# Document text:
• • •
Lunch is a constant source of “Oh good grief, what NOW?” to me. But you know if you don’t bother with it, and eat nothing, you will find yourself trudging out to Tesco in a mid-afternoon daze, buying a whole pack of fun size Milky Ways and then inhaling them from the bag on the way home, wandering what the hell happened to your life.

And that gets boring. But so do sandwiches. Some days, it is all about cheese, crackers and grapes. A salty blue Stilton that smells seriously of slept-in beds, and the waxier, paler tang of a cloudy Manchego. I think S/S 13 is going to be the season of the picnic lunch in my house.

Bread

bread (1)I’ve been baking bread. This is mostly because of my Auntie Susan. She very generously gave me some Amazon vouchers for Christmas, and I went for books by the two great and terrible leaders of the baking world: Mary Berry and Paul Hollywood. With the GBBO overlords at my side, I figured, I’d be unstoppable.

Paul Hollywood’s book, How to Bake, is quite brisk. His attitude is this: you can bake great bread, and it’s not too hard, but you have to do exactly as he says. And also all of your initial attempts will suck. But you’ll get there in the end.

I like his honesty. In its spirit, I tackled his white cob loaf, for starters. And it was perfect, except for the tiny fact that we couldn’t wait long enough for it to cool down so we ended up eating it when it was still basically a hot doughy mess.

But the half of the loaf that we managed not to wolf down as soon as it was out of the oven was perfect. The crust was infinitely softer, saltier, rougher than any breads I’ve made before. So, OK, Paul. You’re pretty good. I’m going to have a crack at your sourdough next.

bread

 

Blondies

lemon-brownies

I originally saw this recipe, which is from Rita’s Recipes, via Pinterest. This crazy little lemony version of brownies is dense, sticky, and with a tiny bit of zing. But the original recipe is all in American measurements, so I hope Rita won’t mind me posting my conversions here for Brit bakers.

They’re a refreshing alternative to chocolate if you feel as if you have too much chocolate in your life (NB I’m not sure I ever feel like that), though I reckon you could also put white chocolate chips into the mixture for some extra sweetness. Quite a chic cakey companion to a cup of tea, no?

for the brownies

100g plain flour
100g caster sugar
pinch of salt
115g butter
2 eggs
juice of 1/2 lemon
zest of 1/2 lemon

for the glaze

about 65g icing sugar
juice of 1/4 lemon
water as needed

1. Combine the flour, caster sugar and salt into a big bowl. Blend in the butter.

2. In another bowl, beat the eggs with the lemon juice and zest. Add all this to your other mixture. Add in a glug of milk or two if it’s a bit dry.

3. Pour into a greased baking dish – I used those large disposable foil roasting tins you can get in Tesco. They’re good for brownies and anything else that can be tricky to turn out, but the large surface area did make the blondies quite thin and reduced the cooking time a little.

4. Bake for 25 minutes or just until pale golden and springy to the touch. Remove from the oven and leave to cool in its dish.

5. Now glaze. Stir all of your glaze ingredients together – adding more water if it’s too sticky, and more icing sugar if it’s too runny – and pour over your baked mass of uncut brownies. Spread into all the corners with a spatula and leave to set. You might want to put the kettle on for some tea around now. When it’s set, cut it into slices and eat, licking your fingers after each bite.
• • •
# Records provided:
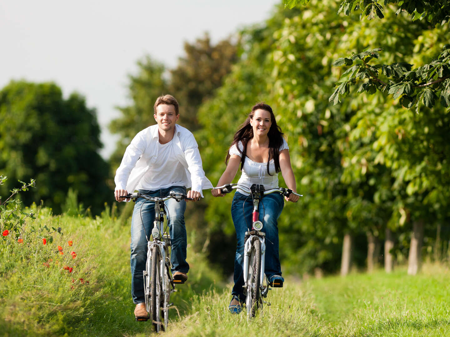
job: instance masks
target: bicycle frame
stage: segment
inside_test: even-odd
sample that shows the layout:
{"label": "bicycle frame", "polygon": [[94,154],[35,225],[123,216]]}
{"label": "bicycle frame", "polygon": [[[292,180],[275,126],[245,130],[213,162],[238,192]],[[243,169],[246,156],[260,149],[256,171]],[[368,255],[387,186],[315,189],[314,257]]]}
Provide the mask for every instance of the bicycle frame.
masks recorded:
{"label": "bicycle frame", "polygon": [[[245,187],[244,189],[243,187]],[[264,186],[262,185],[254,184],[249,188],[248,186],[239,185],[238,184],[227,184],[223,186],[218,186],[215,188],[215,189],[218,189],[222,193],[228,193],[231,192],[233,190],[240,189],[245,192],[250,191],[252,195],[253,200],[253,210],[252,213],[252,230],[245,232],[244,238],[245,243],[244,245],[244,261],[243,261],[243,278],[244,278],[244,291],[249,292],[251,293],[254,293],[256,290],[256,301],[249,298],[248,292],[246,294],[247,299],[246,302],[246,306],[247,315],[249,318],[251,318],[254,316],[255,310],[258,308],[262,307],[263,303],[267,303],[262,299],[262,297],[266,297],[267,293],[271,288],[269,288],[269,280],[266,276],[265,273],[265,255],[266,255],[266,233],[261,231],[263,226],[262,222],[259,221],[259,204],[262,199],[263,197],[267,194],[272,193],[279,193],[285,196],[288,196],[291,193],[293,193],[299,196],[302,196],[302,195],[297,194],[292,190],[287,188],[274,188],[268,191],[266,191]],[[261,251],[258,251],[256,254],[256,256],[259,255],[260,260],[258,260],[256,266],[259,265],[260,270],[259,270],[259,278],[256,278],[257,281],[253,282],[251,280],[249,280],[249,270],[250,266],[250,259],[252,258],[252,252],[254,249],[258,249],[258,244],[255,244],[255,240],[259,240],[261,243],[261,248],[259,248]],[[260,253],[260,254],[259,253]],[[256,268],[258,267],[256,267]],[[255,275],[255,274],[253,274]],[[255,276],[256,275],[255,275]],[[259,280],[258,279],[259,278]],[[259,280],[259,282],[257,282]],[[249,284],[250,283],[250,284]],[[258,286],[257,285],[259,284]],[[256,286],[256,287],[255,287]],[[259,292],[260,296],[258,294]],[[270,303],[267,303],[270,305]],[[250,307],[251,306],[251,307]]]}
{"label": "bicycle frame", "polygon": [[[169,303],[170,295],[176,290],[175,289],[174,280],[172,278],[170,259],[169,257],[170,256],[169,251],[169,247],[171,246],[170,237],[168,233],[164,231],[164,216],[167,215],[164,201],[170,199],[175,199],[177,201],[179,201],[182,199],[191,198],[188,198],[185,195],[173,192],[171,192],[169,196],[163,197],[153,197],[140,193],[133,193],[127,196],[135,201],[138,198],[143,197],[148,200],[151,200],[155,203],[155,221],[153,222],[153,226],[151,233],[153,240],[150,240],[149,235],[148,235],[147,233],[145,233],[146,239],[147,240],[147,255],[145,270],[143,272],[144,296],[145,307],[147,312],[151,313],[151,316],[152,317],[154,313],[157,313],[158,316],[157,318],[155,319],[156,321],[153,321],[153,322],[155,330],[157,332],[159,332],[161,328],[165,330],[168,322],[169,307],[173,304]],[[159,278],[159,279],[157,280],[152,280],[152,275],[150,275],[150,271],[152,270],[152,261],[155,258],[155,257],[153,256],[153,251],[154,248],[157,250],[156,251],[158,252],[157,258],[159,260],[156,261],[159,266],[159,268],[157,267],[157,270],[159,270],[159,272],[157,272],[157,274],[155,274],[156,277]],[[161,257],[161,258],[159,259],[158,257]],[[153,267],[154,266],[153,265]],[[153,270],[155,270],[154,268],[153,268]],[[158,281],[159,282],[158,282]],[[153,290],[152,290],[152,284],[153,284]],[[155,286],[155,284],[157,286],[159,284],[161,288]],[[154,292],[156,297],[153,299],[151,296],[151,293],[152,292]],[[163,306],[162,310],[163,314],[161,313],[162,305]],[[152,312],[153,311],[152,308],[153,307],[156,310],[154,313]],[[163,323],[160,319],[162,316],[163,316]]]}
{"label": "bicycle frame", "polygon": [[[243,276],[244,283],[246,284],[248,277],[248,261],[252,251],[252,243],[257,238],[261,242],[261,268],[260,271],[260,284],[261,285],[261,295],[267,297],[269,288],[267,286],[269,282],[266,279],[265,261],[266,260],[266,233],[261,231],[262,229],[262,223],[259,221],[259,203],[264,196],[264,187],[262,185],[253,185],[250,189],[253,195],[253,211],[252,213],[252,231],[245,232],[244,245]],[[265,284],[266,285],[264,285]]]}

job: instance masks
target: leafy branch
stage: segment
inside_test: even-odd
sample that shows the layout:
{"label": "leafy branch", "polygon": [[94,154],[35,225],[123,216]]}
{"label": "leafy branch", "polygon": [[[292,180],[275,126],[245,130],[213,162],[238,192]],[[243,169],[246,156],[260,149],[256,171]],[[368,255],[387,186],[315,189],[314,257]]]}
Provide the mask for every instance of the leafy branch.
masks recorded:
• • •
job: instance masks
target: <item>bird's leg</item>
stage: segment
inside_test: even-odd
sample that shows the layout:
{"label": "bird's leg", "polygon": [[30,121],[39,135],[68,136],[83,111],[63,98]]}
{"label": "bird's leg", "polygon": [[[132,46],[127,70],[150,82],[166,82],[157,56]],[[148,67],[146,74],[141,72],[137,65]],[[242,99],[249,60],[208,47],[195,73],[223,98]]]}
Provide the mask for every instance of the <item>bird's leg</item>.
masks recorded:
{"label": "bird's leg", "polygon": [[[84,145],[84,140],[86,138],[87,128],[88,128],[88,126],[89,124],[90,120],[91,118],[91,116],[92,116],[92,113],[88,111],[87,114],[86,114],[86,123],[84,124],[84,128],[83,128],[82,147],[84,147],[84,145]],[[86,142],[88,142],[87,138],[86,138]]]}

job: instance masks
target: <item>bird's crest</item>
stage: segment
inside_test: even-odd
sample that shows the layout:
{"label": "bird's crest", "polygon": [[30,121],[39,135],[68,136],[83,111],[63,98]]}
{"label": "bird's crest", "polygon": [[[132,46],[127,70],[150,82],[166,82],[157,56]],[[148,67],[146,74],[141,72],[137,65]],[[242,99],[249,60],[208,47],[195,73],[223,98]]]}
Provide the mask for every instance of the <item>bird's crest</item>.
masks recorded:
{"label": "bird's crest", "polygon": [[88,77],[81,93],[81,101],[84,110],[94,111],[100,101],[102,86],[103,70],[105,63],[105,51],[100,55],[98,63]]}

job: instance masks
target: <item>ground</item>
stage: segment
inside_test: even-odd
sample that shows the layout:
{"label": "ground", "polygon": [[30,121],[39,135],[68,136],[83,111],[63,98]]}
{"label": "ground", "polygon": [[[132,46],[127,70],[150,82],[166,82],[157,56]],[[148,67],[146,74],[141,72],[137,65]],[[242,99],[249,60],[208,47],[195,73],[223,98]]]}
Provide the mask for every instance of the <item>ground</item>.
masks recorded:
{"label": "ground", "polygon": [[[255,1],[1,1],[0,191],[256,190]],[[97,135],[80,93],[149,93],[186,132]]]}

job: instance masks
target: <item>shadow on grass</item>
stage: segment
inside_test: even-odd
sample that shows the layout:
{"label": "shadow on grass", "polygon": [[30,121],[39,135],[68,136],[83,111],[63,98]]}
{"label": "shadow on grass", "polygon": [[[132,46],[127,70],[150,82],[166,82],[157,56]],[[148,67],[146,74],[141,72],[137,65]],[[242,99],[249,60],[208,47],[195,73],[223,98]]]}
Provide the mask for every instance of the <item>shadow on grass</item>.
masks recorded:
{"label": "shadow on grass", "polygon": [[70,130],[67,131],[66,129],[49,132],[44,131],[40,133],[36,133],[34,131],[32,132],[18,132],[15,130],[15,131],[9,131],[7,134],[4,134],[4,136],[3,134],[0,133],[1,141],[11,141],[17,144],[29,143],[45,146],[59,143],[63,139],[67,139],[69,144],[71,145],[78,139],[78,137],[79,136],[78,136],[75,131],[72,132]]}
• • •
# Set task:
Summarize the lunch and baking post above in three sentences.

# The output:
The writer finds lunch a constant problem, gets bored of both skipping it and eating sandwiches, and expects S/S 13 to be the season of the picnic lunch, with cheese, crackers and grapes. Using Christmas Amazon vouchers from Auntie Susan, the writer bought baking books by Mary Berry and Paul Hollywood, then made Hollywood's white cob loaf, which was perfect except that part of it was eaten while still hot, and plans to try his sourdough next. The post also gives a lemon blondie recipe from Rita's Recipes, converted from American measurements for British bakers, baked for 25 minutes and finished with a lemon and icing sugar glaze.